*What you have to do*.
Copy out each line of the listing below verbatim, from the first line to the last.

** Start Input **

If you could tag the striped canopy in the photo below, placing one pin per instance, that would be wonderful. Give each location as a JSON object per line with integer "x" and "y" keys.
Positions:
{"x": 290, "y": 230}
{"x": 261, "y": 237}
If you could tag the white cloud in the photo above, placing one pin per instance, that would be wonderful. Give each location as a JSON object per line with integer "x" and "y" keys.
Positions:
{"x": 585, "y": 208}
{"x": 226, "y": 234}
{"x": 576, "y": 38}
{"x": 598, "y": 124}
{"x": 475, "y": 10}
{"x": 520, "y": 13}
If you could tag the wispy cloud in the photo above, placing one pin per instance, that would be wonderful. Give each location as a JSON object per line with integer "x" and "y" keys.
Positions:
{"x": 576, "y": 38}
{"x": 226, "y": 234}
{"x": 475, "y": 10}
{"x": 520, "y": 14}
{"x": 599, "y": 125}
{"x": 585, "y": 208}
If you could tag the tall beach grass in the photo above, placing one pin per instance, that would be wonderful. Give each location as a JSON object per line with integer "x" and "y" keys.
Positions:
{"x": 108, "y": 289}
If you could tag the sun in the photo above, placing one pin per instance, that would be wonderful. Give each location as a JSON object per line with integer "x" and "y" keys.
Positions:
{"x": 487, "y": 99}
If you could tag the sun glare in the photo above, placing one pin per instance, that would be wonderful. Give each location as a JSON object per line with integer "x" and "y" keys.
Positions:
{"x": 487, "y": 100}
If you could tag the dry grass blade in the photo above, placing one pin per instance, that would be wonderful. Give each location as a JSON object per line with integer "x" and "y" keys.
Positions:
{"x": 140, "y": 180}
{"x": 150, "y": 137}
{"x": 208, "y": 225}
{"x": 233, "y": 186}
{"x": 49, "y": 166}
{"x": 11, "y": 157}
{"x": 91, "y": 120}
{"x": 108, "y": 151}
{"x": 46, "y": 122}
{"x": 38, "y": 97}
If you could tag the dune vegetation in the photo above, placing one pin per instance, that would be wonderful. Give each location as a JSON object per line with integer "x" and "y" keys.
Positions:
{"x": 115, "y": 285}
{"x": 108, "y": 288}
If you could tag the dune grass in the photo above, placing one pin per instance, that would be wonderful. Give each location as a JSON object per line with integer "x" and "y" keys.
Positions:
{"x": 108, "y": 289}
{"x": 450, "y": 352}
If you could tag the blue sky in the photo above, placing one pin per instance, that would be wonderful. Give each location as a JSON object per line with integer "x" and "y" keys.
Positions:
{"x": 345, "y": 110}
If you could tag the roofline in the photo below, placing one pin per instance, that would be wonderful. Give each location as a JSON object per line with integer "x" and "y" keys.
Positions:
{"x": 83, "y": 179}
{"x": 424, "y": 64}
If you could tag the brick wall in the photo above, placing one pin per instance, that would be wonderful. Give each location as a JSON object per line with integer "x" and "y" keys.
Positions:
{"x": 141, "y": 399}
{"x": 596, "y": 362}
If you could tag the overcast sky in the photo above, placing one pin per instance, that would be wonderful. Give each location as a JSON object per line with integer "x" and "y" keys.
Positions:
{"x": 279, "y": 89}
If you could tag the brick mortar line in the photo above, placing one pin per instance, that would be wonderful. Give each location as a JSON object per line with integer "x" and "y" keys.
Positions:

** End Input **

*Exercise answer*.
If you could tag the striped canopy in the photo below, placing one pin per instance, that would be wonderful. Give each location as a JSON object per line with integer "x" and "y" keys.
Positions:
{"x": 290, "y": 230}
{"x": 261, "y": 237}
If you could tag the white cloud in the photo above, placing one pin per instance, that would be wonderful. Give each location as a JSON object per line with integer "x" and "y" keys.
Positions:
{"x": 585, "y": 208}
{"x": 226, "y": 234}
{"x": 576, "y": 38}
{"x": 598, "y": 124}
{"x": 475, "y": 10}
{"x": 520, "y": 13}
If you could tag the wispy cloud in the photo above, placing one pin per instance, that would be wonderful. Give each location as a JSON object per line with integer "x" and "y" keys.
Positions:
{"x": 576, "y": 38}
{"x": 226, "y": 234}
{"x": 475, "y": 10}
{"x": 520, "y": 14}
{"x": 599, "y": 125}
{"x": 585, "y": 208}
If you could tag the tall beach grass in the photo above, placing one pin per instance, that would be wonderful. Give each location as a JSON object per line with integer "x" and "y" keys.
Positions:
{"x": 108, "y": 289}
If you could tag the sun in the photo above, placing one pin per instance, that would be wonderful. Give each location as a JSON object per line with integer "x" and "y" keys.
Positions:
{"x": 487, "y": 99}
If you could tag the sun glare in the photo above, placing one pin per instance, that would be wonderful. Give each location as a JSON object per line with integer "x" and "y" keys.
Positions:
{"x": 487, "y": 100}
If you could tag the dry grass blade in the photo above, placing one pin per instance, that would be wonderful. Give each location as a JSON object per line with integer "x" and "y" keys.
Positions:
{"x": 140, "y": 180}
{"x": 150, "y": 137}
{"x": 208, "y": 225}
{"x": 233, "y": 186}
{"x": 49, "y": 166}
{"x": 11, "y": 157}
{"x": 91, "y": 120}
{"x": 108, "y": 151}
{"x": 46, "y": 122}
{"x": 38, "y": 97}
If you could tag the dune vegetation in the photo above, placing one pin per instance, that would be wonderful. Give each location as a JSON object per line with integer "x" and "y" keys.
Positions:
{"x": 115, "y": 285}
{"x": 108, "y": 288}
If you could tag the dune grass in the photo above, placing one pin per instance, that would be wonderful. Give each location as a JSON object per line with integer "x" and "y" keys.
Positions:
{"x": 108, "y": 289}
{"x": 450, "y": 352}
If you could tag the blue sky in the photo above, placing one pin per instance, that would be wonderful. Give each location as a JSON object per line with integer "x" and "y" keys.
Positions:
{"x": 345, "y": 110}
If you could tag the roofline in the photo below, placing one pin per instance, that would be wonderful. Give each location as a JSON object per line with integer "x" and "y" keys.
Positions:
{"x": 83, "y": 179}
{"x": 424, "y": 64}
If you could tag the brick wall in the photo above, placing one pin per instance, that would be wonderful. Give each location as a JSON object per line with integer "x" and "y" keys.
Positions:
{"x": 141, "y": 399}
{"x": 596, "y": 362}
If you could tag the overcast sky in the photo above, placing one pin per instance, that would be wonderful. Give each location as a JSON object per line with integer "x" and "y" keys.
Positions:
{"x": 279, "y": 89}
If you could tag the brick mortar line in the photo above, placing one pin per instance, that would be wonderful. Give each location as a JSON object per line with integer "x" and "y" keys.
Positions:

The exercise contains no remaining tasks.